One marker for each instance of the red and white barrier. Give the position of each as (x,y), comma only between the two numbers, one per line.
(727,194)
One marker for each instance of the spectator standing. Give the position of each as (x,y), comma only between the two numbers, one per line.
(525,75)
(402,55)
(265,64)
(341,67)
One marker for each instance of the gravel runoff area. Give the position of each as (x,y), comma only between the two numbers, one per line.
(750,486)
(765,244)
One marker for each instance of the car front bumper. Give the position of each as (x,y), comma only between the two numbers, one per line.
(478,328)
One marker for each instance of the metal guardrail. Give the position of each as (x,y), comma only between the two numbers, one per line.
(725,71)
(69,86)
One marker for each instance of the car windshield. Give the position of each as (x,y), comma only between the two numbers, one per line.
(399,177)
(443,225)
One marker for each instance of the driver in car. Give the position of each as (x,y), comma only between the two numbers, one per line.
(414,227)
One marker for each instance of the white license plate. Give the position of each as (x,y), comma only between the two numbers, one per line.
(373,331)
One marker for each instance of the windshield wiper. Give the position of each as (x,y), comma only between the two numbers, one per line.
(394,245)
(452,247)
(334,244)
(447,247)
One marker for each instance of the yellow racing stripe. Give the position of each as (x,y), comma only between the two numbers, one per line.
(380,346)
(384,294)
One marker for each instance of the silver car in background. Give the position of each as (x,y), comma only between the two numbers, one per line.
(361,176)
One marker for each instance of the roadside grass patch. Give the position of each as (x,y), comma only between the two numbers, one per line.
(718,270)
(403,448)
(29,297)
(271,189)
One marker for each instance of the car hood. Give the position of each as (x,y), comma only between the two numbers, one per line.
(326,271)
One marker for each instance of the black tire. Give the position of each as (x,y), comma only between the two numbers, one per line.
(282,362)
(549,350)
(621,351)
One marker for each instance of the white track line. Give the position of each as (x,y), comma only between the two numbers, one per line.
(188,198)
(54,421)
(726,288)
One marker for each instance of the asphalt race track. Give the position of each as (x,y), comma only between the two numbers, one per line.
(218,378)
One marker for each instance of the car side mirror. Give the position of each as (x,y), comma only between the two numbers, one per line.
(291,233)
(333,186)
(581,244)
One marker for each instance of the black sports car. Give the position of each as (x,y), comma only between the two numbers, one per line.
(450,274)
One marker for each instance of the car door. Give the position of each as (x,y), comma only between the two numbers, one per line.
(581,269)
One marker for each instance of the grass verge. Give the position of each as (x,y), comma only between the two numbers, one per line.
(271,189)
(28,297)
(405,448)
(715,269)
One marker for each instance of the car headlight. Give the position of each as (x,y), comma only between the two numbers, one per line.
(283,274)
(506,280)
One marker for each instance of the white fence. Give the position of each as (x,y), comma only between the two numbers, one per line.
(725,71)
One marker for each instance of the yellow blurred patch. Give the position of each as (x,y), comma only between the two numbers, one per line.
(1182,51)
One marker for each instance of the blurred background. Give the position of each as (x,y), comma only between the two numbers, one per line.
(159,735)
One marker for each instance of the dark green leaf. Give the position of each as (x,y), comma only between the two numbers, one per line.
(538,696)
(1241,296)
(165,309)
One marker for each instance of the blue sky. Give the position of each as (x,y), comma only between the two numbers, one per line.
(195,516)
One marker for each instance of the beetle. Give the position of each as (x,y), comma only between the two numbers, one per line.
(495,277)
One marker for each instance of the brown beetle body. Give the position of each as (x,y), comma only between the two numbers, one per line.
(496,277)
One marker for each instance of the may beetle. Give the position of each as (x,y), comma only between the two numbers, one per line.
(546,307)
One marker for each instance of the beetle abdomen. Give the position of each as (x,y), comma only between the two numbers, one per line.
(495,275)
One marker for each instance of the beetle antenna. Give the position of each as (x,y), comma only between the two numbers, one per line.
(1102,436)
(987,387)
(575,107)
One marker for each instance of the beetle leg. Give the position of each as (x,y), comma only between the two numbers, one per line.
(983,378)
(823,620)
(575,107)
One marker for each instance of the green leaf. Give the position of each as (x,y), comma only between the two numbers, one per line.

-=-=-=-=-

▸ **INSTRUCTIONS FOR THE TASK**
Reproduce the data in full, exactly.

▸ **TASK RESULT**
One marker for each instance of the red and white barrier. Give the position of each as (x,y), comma only between the two numbers, one per line.
(727,194)
One marker for each instance of the spectator standing. Give the position of each as (x,y), comma only between the two numbers, one per line.
(525,75)
(402,55)
(265,64)
(341,67)
One marker for each instance of the gravel runoff area. Give the position of each as (x,y), comma only between the two numbers, one per line.
(750,486)
(765,244)
One marker for each instance of the car front bumper. Give the position of each as (x,y), comma only between the two numbers, one per line.
(478,328)
One marker for each instance of the metal guardrail. Give the position of each as (x,y), comma only between the two numbers, one per line.
(725,71)
(69,86)
One marker for each instance of the car windshield. Give the position of each as (x,y), comma only between the two numbers, one per line.
(399,177)
(443,225)
One marker for each instance of the driver in car. Give the position of each as (x,y), comma only between the two numbers, one per line.
(414,227)
One marker for each instance of the white license plate. Give the position of each as (x,y), comma only between the two numbers, one per line.
(373,331)
One marker for each instance of the windshield wiper. Give the position of each as (x,y), comma only between the two numbers, one per line.
(394,245)
(452,247)
(334,244)
(447,247)
One marker for each instance of the yellow racing stripe. Give the position of each as (x,y), comma only between the two numbers, one per line.
(380,346)
(384,294)
One marker for each instance of the silver car in background. Give the position of each as (x,y), comma only between the two numbers, one per line.
(361,176)
One marker for each instance of the roadside grass patch. Give the position of each as (x,y), comma only between the two numbers, one per line.
(718,270)
(403,448)
(29,297)
(271,189)
One marker for each instance of the car hood. Give the position of each as (x,y), comma only between the two numbers, one per line.
(326,271)
One marker for each instance of the black tire. Give the position of each as (x,y), comma only between the two numbers, one per line.
(282,362)
(549,350)
(621,351)
One marker for each instance of the white track line. Give the position of each as (x,y), comma only between the two numbers, one per line.
(188,198)
(54,421)
(726,288)
One marker for each instance of the asphalt race track. Give the position of each as (x,y), comma only between the two numbers, one per line.
(218,378)
One marker for each instance of the car side mirror. Give the position of each as (x,y), comma only between the two numbers, one per line.
(291,233)
(333,186)
(581,244)
One marker for each instance of the black sports car. Give the position of each as (x,y), comma only between the two numbers, one per line.
(450,274)
One marker for each instance of the car door. Give the position of each as (x,y), comma only between the two numbers, one per line.
(581,269)
One marker for each instance of the grass verge. Give the position of each as (x,y), comma only between the two numbers, one per line.
(271,189)
(28,297)
(405,448)
(715,269)
One marker for each instance of the car headlight. Give the position of each as (x,y), comma only between the two numbers, one per line.
(283,274)
(506,280)
One marker for each instance of the white fence. Give the position of each as (x,y), comma only between the two numbers, one per line.
(725,71)
One marker for each instance of the yellow blurred patch. Give the position of each as (x,y), comma only between the two numbers, one per line.
(1182,51)
One marker for each instance of the blurred background. Give the position of each as (x,y), comma only between the two numbers, one per line.
(159,735)
One marker for each instance of the dark green leaf. Give the position of each as (x,y), comma only between the two numbers, one per line.
(538,696)
(1241,296)
(165,309)
One marker for each instance of the blue sky. Give the position of each as (x,y), comma only between the two numbers, one per line.
(195,516)
One marker for each instance of the beetle. Give the position of each as (x,y), comma only between the two numbers, one per line.
(495,277)
One marker for each instance of the brown beetle body. Give the position of each as (x,y), comma only between the two numbers, one per line.
(496,277)
One marker for each instance of the may beetle. Give the position of each as (x,y), comma only between the two numbers, one per line.
(546,307)
One marker for each instance of the beetle abdomen. Give the position of each as (x,y), comma only between the two numbers, one per line.
(495,275)
One marker for each instance of the beetle antenna. Give the position of each as (x,y), comma only between the two numbers, one per line.
(1102,436)
(987,387)
(575,107)
One marker for each instance of the beetle leg. Give the position of each as (x,y), comma only between the two numbers, one per line.
(983,378)
(823,620)
(575,107)
One marker for each instance of the green leaf. Give the position of each as (x,y), comma only between the two numbers, one per line.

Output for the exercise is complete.